------ PAGE ------

That was a lovely day, and he hasn't asked me to cancel. Here I am under his expert eye scrambling down in Sunday's high-ish wind (photo courtesy of a lovely co-walker called Neil).

So, Monday saw me in the area, with a plan - if it was dry - to walk An Stuc and its two Meall-y pals. My Skye guide had mentioned using stiffer boots for (tougher) scrambling, which I'd never considered, but I had mine with me, so on Monday morning I put them on to try out the difference.
It was a fine enough morning - dry, but with flat light. There was almost no one around - one walker up on Sron Mhor ahead of me and another fast approaching me when I stopped to remove a layer. I wanted to be on my own, so I hung around after he passed, taking pics.
The view back down to Loch Tay

Shieling remains by the path

Cooled down, watered and with no one around but a soaring red kite, I set off again, up the grassy path to the top of Sron Mhor and then on to Munro 1 of the day, Meall Greigh. Schiehallion was in full view, and the visibility clear enough for the Cairngorms to peep out in and out of the clouds. I was also looking over at Ben Lawers of course, and at An Stuc, anticipating the scramble up. But what was becoming more apparent was how tricky the An Stuc descent was more likely to be. That looked painfully steep...
Meall Greigh summit cairn & Schiehallion beyond

An Stuc with its whaah descent to Lochan nan Cat

Still, I was looking forward to the scramble up, so onwards. Behind me I could hear the high-pitched cries of, and just make out the silhouettes of, something wader-y. As I descended to the bealach, there was another small noisy flock. Now and then they took briefly to the air, wing-edges flashing white, and then settled again, camouflaged in the autumn-gold grass. Because they were... golden plover, their summer breeding black turned to buff. Beautiful, charming companions they were too!

The light started doing such superb dramatic things I decided to stop and have a bite to eat before trudging up beside the fence posts to Meall Garbh's summit.
Lunchtime sun over Loch Tay

Then up and off again. The ridge just before Meall Garbh's summit may be an irrelevance as routes go, but it was there, so I trotted off along it anyway. Below me was a herd of deer, who seemed to be scarpering from something or someone else over towards An Stuc. I'd had my ear out for deer, but frankly by this point the males could have been roaring like a lion drunk on testosterone, but the wind was making such a racket I wouldn't have heard a thing.

------ DATA PROVIDED ------

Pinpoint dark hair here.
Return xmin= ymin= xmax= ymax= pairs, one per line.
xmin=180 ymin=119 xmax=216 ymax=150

------

*EXERCISE INSTRUCTIONS*:
(a) In the hillwalking account, what kind of birds did the walker identify while descending to the bealach?
(b) Carry on the hillwalking account from the point where it ends.

*ANSWERS FOR THE TASKS*:
(a) Golden plover.

(b)
Deer fleeing from something or someone

Impressive quartz on the irrelevant ridge - oh, and Ben Lawers in the background of course

Up at Meall Garbh summit cairn, I met three characters with shovels - first a friendly lady with swirly tattoos on her face, then two fairly surly fellas. I assumed they were NT volunteers, smiled and said hello, exchanged a word or two more with the lady and carried on. Lots of you walk on your own too. Do you have daft chats with yourself like, "s'pose they could have been burying a body... just as well I didn't ask: they'd probably have to kill me...." or is it just me? [Rhetorical - course you do!!

]
Yeah, so no photos of them - just in case, y'know - and on to An Stuc (yay! - I was looking forward to this). My boots were rubbing at the heel a bit, and I know, I know, I should stop and apply something, but did I? Course not. I mean, there was An Stuc...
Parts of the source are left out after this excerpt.